Source material =
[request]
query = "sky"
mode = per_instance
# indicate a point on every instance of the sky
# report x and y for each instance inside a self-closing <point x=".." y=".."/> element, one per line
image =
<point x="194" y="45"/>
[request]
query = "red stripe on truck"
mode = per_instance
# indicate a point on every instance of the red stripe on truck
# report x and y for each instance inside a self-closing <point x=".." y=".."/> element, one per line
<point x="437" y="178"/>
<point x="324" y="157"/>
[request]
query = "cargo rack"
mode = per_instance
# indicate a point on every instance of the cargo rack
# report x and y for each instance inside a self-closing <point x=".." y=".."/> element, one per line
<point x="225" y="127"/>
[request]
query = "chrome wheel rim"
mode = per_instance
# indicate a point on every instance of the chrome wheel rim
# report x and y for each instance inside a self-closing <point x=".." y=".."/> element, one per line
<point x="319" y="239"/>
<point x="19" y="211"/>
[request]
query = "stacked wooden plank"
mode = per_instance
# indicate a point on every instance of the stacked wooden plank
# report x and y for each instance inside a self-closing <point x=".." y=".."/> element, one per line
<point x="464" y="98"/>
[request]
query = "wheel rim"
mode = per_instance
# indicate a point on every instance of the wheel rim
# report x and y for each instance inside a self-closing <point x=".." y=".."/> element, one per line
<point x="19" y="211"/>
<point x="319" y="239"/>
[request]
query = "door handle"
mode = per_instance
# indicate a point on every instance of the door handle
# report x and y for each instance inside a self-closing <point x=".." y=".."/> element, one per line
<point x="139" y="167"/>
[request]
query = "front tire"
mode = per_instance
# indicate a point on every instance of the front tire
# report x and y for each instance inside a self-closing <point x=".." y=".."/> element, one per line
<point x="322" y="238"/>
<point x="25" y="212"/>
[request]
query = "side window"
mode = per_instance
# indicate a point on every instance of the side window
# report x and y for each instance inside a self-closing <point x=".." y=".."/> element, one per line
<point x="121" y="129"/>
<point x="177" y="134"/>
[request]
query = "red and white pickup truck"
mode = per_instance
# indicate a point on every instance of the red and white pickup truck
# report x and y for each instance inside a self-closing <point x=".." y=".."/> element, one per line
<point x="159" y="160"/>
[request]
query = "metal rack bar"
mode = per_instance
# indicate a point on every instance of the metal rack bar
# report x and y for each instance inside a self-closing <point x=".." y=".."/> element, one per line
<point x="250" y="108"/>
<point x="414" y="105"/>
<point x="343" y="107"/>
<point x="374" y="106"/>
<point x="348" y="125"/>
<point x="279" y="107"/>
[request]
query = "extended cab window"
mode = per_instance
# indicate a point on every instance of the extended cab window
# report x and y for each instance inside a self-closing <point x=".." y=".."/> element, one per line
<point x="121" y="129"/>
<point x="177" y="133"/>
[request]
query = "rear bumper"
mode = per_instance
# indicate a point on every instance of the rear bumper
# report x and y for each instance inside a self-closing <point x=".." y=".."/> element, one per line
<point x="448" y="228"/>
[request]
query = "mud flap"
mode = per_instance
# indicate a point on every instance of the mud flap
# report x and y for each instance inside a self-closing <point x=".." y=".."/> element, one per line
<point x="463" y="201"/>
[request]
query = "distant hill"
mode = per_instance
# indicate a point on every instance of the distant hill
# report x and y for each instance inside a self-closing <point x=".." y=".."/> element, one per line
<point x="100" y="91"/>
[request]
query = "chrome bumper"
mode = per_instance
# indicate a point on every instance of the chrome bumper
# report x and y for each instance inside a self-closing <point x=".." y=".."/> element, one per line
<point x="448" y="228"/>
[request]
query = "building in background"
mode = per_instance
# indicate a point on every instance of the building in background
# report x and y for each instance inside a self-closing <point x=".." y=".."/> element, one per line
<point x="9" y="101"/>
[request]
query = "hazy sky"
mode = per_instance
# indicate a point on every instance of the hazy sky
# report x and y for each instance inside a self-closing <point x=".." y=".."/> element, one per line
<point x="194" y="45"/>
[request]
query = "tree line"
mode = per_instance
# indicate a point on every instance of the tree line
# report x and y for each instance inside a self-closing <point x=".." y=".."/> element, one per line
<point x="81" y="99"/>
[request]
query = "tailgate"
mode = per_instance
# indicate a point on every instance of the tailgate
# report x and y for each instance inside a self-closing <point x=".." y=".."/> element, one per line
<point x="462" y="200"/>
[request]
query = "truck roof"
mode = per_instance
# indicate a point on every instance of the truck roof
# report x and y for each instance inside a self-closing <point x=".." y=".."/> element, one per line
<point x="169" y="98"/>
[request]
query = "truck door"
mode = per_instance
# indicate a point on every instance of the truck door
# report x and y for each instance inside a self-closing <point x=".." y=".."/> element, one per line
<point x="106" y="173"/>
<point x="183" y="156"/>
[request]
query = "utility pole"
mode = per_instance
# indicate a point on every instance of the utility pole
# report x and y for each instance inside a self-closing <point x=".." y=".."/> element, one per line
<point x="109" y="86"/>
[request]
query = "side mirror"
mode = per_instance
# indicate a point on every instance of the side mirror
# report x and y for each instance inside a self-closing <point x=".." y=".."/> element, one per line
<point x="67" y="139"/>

Required work =
Return the whole listing exactly, with every line included.

Answer for this exercise =
[request]
query = "sky"
mode = per_instance
# indicate a point on every instance of the sky
# report x and y for each instance inside a self-closing <point x=".." y=".."/> element, one per line
image =
<point x="194" y="45"/>
[request]
query = "red stripe on truck"
mode = per_instance
# indicate a point on every instance of the red stripe on truck
# report x and y for each instance inside a self-closing <point x=".." y=".."/> element, one per line
<point x="437" y="178"/>
<point x="324" y="157"/>
[request]
query = "cargo rack"
mode = per_instance
# indicate a point on every instance of the cargo rack
# report x and y for each instance inside a self-closing <point x=".." y=".."/> element, one per line
<point x="225" y="127"/>
[request]
query = "chrome wheel rim"
mode = per_instance
# indicate a point on every instance of the chrome wheel rim
# report x and y for each instance inside a self-closing <point x=".." y=".."/> element, one per line
<point x="319" y="239"/>
<point x="19" y="211"/>
[request]
query = "stacked wooden plank"
mode = per_instance
# indicate a point on every instance of the stacked wooden plank
# report x and y for each instance inside a self-closing <point x=".." y=".."/> element, one per line
<point x="464" y="98"/>
[request]
query = "wheel rim"
mode = per_instance
# indicate a point on every instance of the wheel rim
# report x and y for each instance inside a self-closing <point x=".." y=".."/> element, one per line
<point x="19" y="211"/>
<point x="319" y="239"/>
[request]
query = "door handle"
mode = per_instance
# indicate a point on every instance of the door handle
# report x and y for each instance inside a self-closing <point x=".." y=".."/> element, one per line
<point x="139" y="167"/>
[request]
query = "front tire"
mode = per_instance
# indicate a point on every instance of the front tire
# report x and y for each instance inside a self-closing <point x=".." y=".."/> element, one per line
<point x="322" y="238"/>
<point x="25" y="212"/>
[request]
query = "side window"
mode = per_instance
# indicate a point on every instance of the side window
# report x and y for each instance inside a self-closing <point x=".." y=".."/> element, one per line
<point x="121" y="129"/>
<point x="177" y="134"/>
[request]
query = "red and white pickup truck"
mode = per_instance
# indicate a point on every instance of the red and white pickup truck
# report x and y for each instance inside a self-closing <point x=".." y=".."/> element, one per line
<point x="159" y="160"/>
[request]
query = "metal rack bar"
mode = per_instance
# indicate a point on every instance of the metal rack bar
# report x and y for each instance inside a self-closing <point x=".." y=".."/> element, one per line
<point x="250" y="108"/>
<point x="414" y="105"/>
<point x="343" y="107"/>
<point x="374" y="106"/>
<point x="348" y="125"/>
<point x="279" y="107"/>
[request]
query = "extended cab window"
mode = per_instance
# indicate a point on every instance of the extended cab window
# report x and y for each instance inside a self-closing <point x=".." y=".."/> element, one per line
<point x="121" y="129"/>
<point x="177" y="133"/>
[request]
query = "rear bumper"
mode = per_instance
# indicate a point on every instance of the rear bumper
# report x and y for each instance inside a self-closing <point x=".." y=".."/> element, one per line
<point x="448" y="228"/>
[request]
query = "mud flap"
mode = per_instance
# indicate a point on every instance of the mud flap
# report x and y for each instance inside a self-closing <point x=".." y=".."/> element, one per line
<point x="463" y="201"/>
[request]
query = "distant hill"
mode = per_instance
# indicate a point on every instance of the distant hill
# report x and y for each instance inside a self-closing <point x=".." y=".."/> element, one per line
<point x="100" y="91"/>
[request]
query = "chrome bumper"
mode = per_instance
# indicate a point on every instance of the chrome bumper
# report x and y for each instance inside a self-closing <point x=".." y=".."/> element, one per line
<point x="448" y="228"/>
[request]
query = "building in background"
mode = per_instance
# indicate a point on every instance of the building in background
# report x and y for each instance inside a self-closing <point x=".." y=".."/> element, one per line
<point x="9" y="101"/>
[request]
query = "hazy sky"
mode = per_instance
# indicate a point on every instance of the hazy sky
# report x and y for each instance inside a self-closing <point x=".." y=".."/> element, one per line
<point x="194" y="45"/>
[request]
query = "tree line"
mode = per_instance
# indicate a point on every instance of the tree line
# report x and y for each instance inside a self-closing <point x=".." y=".."/> element, one per line
<point x="81" y="99"/>
[request]
query = "tailgate"
mode = per_instance
# indicate a point on every instance of the tailgate
# report x and y for each instance inside a self-closing <point x=".." y=".."/> element, one per line
<point x="462" y="200"/>
[request]
query = "truck roof"
mode = per_instance
# indicate a point on every instance of the truck roof
# report x and y for each instance inside a self-closing <point x=".." y=".."/> element, one per line
<point x="169" y="98"/>
[request]
query = "truck door"
mode = per_instance
# indicate a point on every instance of the truck door
# report x and y for each instance inside a self-closing <point x=".." y=".."/> element, one per line
<point x="106" y="173"/>
<point x="183" y="156"/>
[request]
query = "utility pole"
mode = per_instance
# indicate a point on every instance of the utility pole
# report x and y for each instance inside a self-closing <point x=".." y=".."/> element, one per line
<point x="109" y="86"/>
[request]
query = "side mirror"
mode = per_instance
# indicate a point on every instance of the side mirror
# report x and y for each instance inside a self-closing <point x=".." y=".."/> element, one per line
<point x="67" y="139"/>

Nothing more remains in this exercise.